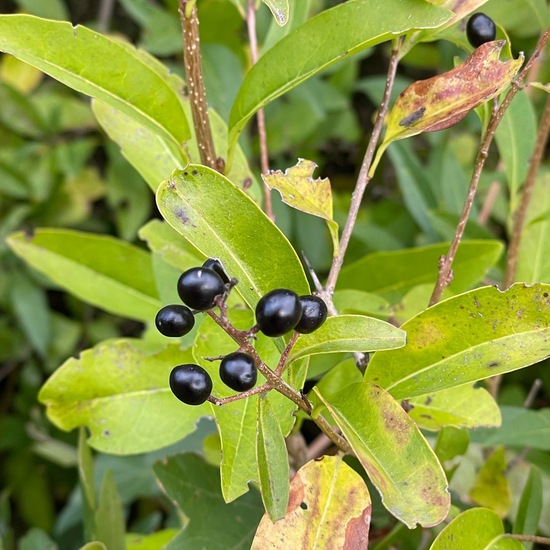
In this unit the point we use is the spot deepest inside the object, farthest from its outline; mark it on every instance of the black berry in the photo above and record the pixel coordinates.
(174, 320)
(216, 265)
(190, 384)
(480, 29)
(238, 371)
(314, 314)
(278, 312)
(199, 286)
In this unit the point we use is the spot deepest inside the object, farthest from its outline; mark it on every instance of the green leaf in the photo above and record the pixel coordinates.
(491, 488)
(464, 406)
(222, 222)
(317, 44)
(329, 507)
(530, 507)
(194, 486)
(273, 468)
(99, 67)
(348, 333)
(392, 274)
(101, 270)
(110, 525)
(299, 190)
(280, 10)
(467, 338)
(444, 100)
(105, 387)
(520, 428)
(475, 529)
(515, 137)
(395, 455)
(534, 252)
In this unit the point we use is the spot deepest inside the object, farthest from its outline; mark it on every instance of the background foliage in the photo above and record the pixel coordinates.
(73, 202)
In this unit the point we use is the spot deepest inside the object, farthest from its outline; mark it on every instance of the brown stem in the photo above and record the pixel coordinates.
(527, 193)
(362, 181)
(446, 263)
(260, 115)
(195, 83)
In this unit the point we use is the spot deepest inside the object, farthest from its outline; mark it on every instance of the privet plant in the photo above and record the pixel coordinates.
(321, 366)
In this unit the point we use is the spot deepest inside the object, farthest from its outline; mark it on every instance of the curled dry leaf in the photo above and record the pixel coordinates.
(444, 100)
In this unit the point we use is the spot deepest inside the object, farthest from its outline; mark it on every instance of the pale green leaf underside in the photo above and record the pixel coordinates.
(99, 67)
(395, 455)
(467, 338)
(331, 36)
(222, 222)
(348, 333)
(103, 271)
(120, 392)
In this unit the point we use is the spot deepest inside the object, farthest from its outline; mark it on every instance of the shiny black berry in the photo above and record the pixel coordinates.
(480, 29)
(174, 320)
(238, 371)
(278, 312)
(199, 286)
(314, 314)
(190, 384)
(216, 265)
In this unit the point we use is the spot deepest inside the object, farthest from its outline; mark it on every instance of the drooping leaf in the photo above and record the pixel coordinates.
(105, 387)
(273, 467)
(71, 55)
(199, 202)
(101, 270)
(392, 274)
(530, 506)
(329, 507)
(194, 485)
(467, 338)
(299, 190)
(315, 45)
(475, 529)
(395, 455)
(444, 100)
(463, 406)
(348, 333)
(280, 10)
(491, 488)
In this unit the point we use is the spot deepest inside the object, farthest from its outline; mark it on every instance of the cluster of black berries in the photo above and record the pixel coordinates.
(480, 29)
(277, 313)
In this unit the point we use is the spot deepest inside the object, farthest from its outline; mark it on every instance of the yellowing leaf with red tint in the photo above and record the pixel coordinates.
(329, 507)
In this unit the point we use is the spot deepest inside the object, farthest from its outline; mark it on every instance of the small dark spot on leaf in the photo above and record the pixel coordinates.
(412, 118)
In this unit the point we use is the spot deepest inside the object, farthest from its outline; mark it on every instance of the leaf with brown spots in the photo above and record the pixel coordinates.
(469, 337)
(394, 453)
(329, 507)
(444, 100)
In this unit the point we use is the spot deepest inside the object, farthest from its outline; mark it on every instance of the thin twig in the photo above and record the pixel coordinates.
(445, 267)
(362, 180)
(195, 83)
(260, 115)
(521, 213)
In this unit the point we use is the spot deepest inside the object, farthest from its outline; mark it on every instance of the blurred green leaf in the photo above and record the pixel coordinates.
(475, 529)
(395, 455)
(466, 338)
(198, 202)
(195, 487)
(392, 274)
(105, 387)
(101, 270)
(314, 45)
(121, 79)
(348, 333)
(329, 506)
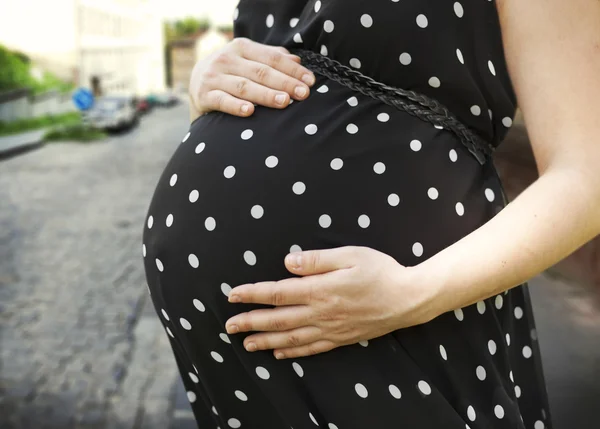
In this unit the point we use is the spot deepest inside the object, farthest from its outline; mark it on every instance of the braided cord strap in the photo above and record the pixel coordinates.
(413, 103)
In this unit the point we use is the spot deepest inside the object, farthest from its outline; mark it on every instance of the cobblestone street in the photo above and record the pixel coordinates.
(80, 344)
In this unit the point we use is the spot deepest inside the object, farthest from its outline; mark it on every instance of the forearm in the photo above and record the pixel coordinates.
(547, 222)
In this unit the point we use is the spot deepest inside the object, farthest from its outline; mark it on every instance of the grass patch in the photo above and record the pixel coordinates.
(24, 125)
(74, 132)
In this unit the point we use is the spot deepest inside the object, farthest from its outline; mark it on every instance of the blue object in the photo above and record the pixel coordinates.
(83, 98)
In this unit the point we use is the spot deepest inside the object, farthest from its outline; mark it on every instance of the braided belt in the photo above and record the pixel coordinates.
(413, 103)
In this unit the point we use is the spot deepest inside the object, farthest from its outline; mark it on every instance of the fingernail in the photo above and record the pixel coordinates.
(280, 99)
(300, 91)
(308, 79)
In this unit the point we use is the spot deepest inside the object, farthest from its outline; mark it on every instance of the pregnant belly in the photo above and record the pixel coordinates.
(336, 169)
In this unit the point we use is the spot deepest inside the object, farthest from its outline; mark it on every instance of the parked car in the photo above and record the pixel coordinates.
(112, 112)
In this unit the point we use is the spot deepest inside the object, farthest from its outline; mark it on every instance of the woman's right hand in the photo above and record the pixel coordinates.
(244, 73)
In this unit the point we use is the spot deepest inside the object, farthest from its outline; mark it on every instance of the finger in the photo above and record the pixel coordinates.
(275, 59)
(320, 346)
(311, 262)
(270, 319)
(273, 340)
(245, 89)
(221, 101)
(292, 291)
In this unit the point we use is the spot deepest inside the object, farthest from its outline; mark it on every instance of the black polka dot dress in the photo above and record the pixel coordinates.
(342, 168)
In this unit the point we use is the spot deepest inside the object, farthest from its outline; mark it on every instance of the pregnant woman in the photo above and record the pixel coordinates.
(347, 260)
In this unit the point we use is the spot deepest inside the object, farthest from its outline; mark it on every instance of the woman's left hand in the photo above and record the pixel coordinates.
(345, 295)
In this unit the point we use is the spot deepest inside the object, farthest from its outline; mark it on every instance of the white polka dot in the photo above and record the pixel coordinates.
(434, 82)
(210, 223)
(499, 301)
(480, 372)
(364, 221)
(198, 304)
(310, 129)
(247, 134)
(443, 352)
(361, 390)
(471, 413)
(480, 307)
(199, 148)
(460, 209)
(518, 312)
(234, 423)
(257, 212)
(225, 288)
(394, 391)
(336, 163)
(366, 20)
(185, 324)
(433, 193)
(418, 249)
(262, 373)
(379, 167)
(193, 260)
(424, 387)
(298, 369)
(270, 20)
(298, 188)
(453, 155)
(271, 161)
(405, 58)
(416, 145)
(325, 221)
(250, 257)
(393, 200)
(229, 172)
(458, 9)
(383, 117)
(499, 411)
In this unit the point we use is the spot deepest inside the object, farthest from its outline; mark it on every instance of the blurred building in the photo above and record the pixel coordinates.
(106, 45)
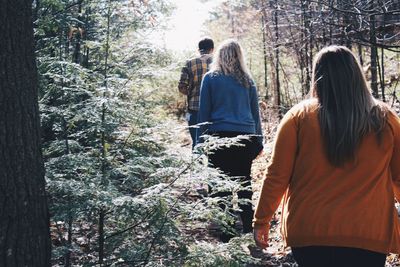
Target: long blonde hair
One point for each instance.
(347, 111)
(229, 60)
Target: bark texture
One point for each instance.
(24, 218)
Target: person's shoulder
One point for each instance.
(213, 75)
(307, 106)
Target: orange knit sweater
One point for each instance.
(352, 206)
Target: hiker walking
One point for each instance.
(335, 163)
(189, 84)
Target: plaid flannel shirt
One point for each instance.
(190, 81)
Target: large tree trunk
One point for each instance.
(24, 218)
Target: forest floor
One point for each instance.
(276, 254)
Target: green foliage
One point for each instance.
(104, 93)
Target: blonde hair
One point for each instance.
(229, 60)
(347, 111)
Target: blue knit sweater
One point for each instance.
(228, 106)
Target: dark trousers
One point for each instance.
(326, 256)
(236, 161)
(192, 120)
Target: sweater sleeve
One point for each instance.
(205, 105)
(255, 110)
(279, 171)
(395, 161)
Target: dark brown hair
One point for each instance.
(347, 110)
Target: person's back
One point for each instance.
(348, 206)
(335, 162)
(189, 84)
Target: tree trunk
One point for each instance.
(278, 86)
(374, 50)
(24, 223)
(263, 18)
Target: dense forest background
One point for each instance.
(121, 180)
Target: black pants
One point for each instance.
(326, 256)
(236, 161)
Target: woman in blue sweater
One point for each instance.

-----

** EXERCISE INSTRUCTIONS **
The line containing "Target: black pants" and every line after it, through the end of the records, should be repeated exactly and alone.

** RESPONSE FOR THIS EXERCISE **
Target: black pants
One point for each instance.
(326, 256)
(236, 161)
Target: woman in blue sweater
One point for each instance.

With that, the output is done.